* **Set of tasks**
• a. According to the Tony Curtis tribute, what name was Curtis born with?
• b. Condense the paragraph of the Tony Curtis tribute beginning "At age eight" into a short bulleted list that keeps its main facts.
• c. Resume the tribute to Tony Curtis from its last sentence, carrying on in the same voice.
--- Excerpt ---
They tell me Tony Curtis is dead. I don’t believe it. We interviewed Mr. Curtis not long ago where we found him vigorous, humorous - no different than when I saw him in 1958, when he was the most popular actor in the world, after he was nominated for a Best Actor Oscar©.
Too striking and charming in person to be, well, mortal. When I saw him 50 years later, I knew any future announced death would be a stunt.
Born Bernie Schwartz 85 years ago in the Bronx, Tony Curtis grew up in the back corner of his immigrant father’s tailor shop with his two brothers. Diagnosed with schizophrenia, his angry mother beat him capriciously, then kept him from school where the family only spoke Hungarian.
At age eight, Curtis and his brothers were sent to an orphanage when their parents could no longer feed them. One brother was later institutionalized with his mother’s illness and Curtis’ other brother was struck and killed by a truck.
While his creepy childhood sounds more like a press agent’s rags to Xanadu potboiler, Curtis actually lived through Hell’s Kitchen, taught himself English, didn’t turn to crime and found a chance to escape into the frying pan with the war in the Pacific. Inspired by Cary Grant in a submarine film, Curtis joined the Marines in 1942.
--- Listed entries ---
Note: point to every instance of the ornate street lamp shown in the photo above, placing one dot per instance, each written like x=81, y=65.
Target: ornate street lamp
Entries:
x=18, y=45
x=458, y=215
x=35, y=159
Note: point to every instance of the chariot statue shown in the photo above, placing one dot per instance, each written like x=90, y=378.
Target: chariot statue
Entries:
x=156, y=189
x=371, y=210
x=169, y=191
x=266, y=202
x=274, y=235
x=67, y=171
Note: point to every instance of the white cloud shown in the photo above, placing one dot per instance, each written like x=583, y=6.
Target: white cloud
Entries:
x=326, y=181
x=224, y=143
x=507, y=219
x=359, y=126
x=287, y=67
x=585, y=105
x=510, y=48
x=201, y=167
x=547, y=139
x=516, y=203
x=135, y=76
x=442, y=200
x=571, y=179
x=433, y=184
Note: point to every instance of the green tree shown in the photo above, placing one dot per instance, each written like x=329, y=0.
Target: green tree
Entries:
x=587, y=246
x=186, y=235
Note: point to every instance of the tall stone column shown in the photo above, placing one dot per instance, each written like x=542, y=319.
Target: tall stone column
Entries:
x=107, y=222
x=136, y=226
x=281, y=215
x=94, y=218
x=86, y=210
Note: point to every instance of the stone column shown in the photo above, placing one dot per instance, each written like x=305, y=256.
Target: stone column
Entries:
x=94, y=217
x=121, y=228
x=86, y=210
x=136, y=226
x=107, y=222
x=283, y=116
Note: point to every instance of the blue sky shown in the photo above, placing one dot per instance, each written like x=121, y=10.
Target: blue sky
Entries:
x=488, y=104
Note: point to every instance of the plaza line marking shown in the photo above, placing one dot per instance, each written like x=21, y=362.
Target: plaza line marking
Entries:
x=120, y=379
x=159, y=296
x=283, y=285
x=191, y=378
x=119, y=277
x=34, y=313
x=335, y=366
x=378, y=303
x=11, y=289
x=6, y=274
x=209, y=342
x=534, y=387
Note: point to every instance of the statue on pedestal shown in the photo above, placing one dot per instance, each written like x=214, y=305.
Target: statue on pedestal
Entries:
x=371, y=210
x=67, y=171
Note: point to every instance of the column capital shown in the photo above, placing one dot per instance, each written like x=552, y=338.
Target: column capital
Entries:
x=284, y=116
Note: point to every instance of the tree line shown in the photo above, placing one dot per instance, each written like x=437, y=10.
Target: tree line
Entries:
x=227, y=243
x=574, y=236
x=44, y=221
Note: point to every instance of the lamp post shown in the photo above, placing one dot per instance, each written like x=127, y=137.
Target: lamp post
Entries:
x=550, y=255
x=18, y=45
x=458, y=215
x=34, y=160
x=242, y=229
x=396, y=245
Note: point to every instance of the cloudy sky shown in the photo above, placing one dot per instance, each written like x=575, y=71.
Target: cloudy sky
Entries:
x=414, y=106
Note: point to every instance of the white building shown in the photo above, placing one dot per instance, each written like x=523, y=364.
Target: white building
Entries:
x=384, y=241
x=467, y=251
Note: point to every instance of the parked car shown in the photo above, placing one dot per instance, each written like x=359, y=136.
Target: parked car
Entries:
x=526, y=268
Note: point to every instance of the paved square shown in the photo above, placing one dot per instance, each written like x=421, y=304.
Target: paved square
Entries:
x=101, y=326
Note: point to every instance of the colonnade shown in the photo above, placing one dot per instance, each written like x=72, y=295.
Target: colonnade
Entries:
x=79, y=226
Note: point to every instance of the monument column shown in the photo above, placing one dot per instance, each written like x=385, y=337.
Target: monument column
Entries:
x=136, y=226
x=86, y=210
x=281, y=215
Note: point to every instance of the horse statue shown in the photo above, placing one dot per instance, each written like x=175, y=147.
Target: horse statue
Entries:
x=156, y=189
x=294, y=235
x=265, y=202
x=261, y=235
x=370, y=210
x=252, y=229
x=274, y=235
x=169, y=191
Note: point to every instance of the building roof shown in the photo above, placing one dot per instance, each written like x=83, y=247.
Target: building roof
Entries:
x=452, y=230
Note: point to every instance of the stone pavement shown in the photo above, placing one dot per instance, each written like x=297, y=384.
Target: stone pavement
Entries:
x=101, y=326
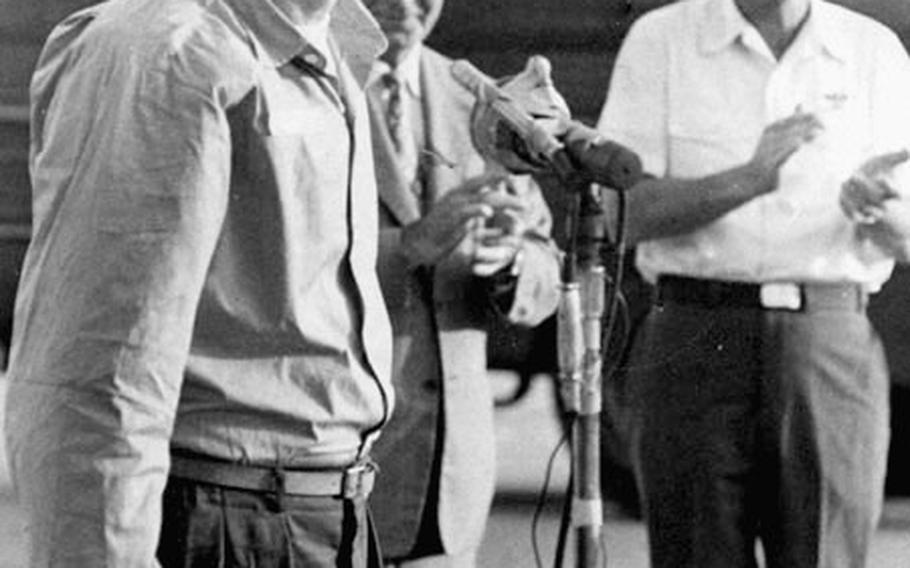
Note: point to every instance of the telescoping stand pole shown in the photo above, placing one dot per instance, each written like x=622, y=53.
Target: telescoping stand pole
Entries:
x=579, y=319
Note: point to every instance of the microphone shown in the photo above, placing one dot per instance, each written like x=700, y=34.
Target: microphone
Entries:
x=495, y=106
x=589, y=154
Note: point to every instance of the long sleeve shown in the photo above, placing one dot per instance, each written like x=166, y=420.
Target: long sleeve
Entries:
x=125, y=226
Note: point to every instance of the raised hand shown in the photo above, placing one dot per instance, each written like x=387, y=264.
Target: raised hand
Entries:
x=497, y=243
x=779, y=141
x=864, y=194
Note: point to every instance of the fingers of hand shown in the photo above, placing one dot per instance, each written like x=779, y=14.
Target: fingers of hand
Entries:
x=862, y=199
x=799, y=127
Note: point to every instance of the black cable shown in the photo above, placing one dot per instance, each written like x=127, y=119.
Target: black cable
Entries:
x=542, y=497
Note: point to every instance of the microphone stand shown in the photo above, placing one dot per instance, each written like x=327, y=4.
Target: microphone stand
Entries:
x=579, y=347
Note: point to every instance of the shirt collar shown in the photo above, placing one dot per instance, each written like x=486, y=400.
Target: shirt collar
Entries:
x=721, y=24
x=408, y=71
x=352, y=29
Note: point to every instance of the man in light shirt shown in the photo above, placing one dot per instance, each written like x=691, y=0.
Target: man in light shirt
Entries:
x=457, y=247
x=201, y=356
x=777, y=134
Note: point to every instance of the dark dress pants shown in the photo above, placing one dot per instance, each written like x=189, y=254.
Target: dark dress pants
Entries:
x=753, y=424
x=208, y=526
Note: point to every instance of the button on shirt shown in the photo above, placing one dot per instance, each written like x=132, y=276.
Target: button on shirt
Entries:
x=693, y=88
x=202, y=268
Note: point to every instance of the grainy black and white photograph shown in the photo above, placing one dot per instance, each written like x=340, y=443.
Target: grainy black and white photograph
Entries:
x=454, y=284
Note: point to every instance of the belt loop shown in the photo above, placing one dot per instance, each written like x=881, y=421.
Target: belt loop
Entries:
x=359, y=478
x=280, y=485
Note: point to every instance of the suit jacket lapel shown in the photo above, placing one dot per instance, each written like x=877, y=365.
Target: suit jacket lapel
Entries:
x=394, y=190
x=449, y=157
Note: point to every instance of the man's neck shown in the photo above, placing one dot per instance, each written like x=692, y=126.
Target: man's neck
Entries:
x=778, y=21
x=306, y=12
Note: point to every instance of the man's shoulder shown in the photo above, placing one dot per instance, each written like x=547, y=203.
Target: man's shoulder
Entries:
x=675, y=13
x=854, y=23
x=435, y=72
x=192, y=42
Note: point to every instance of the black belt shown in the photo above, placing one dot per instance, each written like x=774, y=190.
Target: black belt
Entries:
x=353, y=481
x=787, y=296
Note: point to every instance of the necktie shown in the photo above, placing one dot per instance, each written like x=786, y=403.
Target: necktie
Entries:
x=400, y=127
x=394, y=110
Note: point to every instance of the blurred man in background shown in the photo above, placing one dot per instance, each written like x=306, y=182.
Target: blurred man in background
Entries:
x=777, y=130
x=454, y=243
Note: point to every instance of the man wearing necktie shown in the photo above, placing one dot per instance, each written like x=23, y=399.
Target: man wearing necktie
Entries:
x=455, y=241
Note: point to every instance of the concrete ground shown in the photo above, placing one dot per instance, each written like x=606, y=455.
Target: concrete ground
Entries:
x=527, y=434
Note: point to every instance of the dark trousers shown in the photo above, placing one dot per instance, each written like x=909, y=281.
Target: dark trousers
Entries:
x=208, y=525
x=758, y=424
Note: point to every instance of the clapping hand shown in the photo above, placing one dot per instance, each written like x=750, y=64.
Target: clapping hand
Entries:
x=864, y=195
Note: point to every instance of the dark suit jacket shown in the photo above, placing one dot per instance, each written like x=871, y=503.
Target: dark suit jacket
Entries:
x=439, y=320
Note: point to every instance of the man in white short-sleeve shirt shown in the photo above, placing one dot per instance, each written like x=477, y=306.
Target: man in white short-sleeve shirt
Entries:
x=777, y=135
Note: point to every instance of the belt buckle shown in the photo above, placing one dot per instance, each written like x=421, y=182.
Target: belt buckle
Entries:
x=358, y=480
x=781, y=296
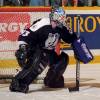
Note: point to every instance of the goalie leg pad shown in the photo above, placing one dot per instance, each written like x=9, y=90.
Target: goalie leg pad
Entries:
x=81, y=51
x=54, y=77
x=26, y=76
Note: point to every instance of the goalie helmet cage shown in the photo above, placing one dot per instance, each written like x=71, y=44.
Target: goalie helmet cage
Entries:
x=12, y=21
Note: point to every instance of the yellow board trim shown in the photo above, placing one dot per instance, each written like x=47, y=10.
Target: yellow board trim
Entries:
x=9, y=63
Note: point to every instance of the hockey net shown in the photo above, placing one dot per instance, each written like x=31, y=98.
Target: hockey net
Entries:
x=12, y=21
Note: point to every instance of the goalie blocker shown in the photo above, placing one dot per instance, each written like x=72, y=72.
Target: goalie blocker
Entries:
x=81, y=51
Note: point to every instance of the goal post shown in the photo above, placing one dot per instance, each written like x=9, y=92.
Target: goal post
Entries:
x=12, y=21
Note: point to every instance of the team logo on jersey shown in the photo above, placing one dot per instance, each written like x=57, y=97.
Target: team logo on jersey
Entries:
x=51, y=41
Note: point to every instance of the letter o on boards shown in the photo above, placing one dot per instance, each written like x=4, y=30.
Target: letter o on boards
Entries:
x=93, y=21
x=13, y=27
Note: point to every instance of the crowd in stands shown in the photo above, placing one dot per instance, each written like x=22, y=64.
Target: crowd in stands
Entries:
x=50, y=3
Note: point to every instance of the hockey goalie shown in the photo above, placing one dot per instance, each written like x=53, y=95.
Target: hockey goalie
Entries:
x=37, y=50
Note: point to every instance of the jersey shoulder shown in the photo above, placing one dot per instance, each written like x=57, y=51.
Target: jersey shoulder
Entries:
x=39, y=24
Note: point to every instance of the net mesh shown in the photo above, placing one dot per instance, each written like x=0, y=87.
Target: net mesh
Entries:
x=11, y=23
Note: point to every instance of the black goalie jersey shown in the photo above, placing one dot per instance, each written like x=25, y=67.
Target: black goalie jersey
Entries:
x=41, y=33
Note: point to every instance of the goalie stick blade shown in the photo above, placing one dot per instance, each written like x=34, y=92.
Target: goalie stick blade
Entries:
x=73, y=89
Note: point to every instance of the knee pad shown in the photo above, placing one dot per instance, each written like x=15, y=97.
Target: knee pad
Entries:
x=59, y=83
x=56, y=70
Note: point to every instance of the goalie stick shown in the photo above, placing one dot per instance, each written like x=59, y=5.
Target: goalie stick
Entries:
x=76, y=88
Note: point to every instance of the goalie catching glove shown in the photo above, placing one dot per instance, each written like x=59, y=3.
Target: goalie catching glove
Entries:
x=81, y=51
x=21, y=55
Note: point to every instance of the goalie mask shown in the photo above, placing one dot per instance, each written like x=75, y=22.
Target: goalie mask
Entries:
x=58, y=14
---
* **Task responses**
• a. Bernie Schwartz.

• b.
- At eight, Curtis and his brothers went to an orphanage because their parents could no longer feed them.
- One brother was later institutionalized with the same illness as their mother.
- The other brother was struck and killed by a truck.

• c.
On the G.I. bill, Curtis entered a drama workshop where a talent agent (they actually had those then) got him to Hollywood (because he was the handsomest of the boys, Curtis later said) where things finally moved fast in the right way. Swiftly signed by Universal at 23, Curtis worked hard (he said) because of the money and the girls. And because of his morbid sense of poverty.
Curtis made such an impact on young Elvis Presley, seeing him in City Across the River in 1949, that the future king fashioned a duck-tail and died his blond hair dark ever after. It made an impression on others who saw that the handsomest boy on the screen could also act.
He married Janet Leigh two years later (for his career, he said, “had to be connected to the right woman…What better way to get famous?”), worked often and well enough to become a household name, and by the time he made Trapeze in 1956 with Gina Lollobrigida and Burt Lancaster, he was a major star.
The critics acknowledged that Curtis was a watchable screen presence but hardly a serious actor. Curtis said that his acting secret was his passionate desire for women that the camera could feel. “There wasn’t anything deeper or less deep than that.” Lancaster was so impressed with Curtis in Trapeze that he cast him next year in his Sweet Smell of Success. Whatever Curtis‘ acting motivation, the critics were finally won over (or fooled) and he began his new life as the most popular actor in the world.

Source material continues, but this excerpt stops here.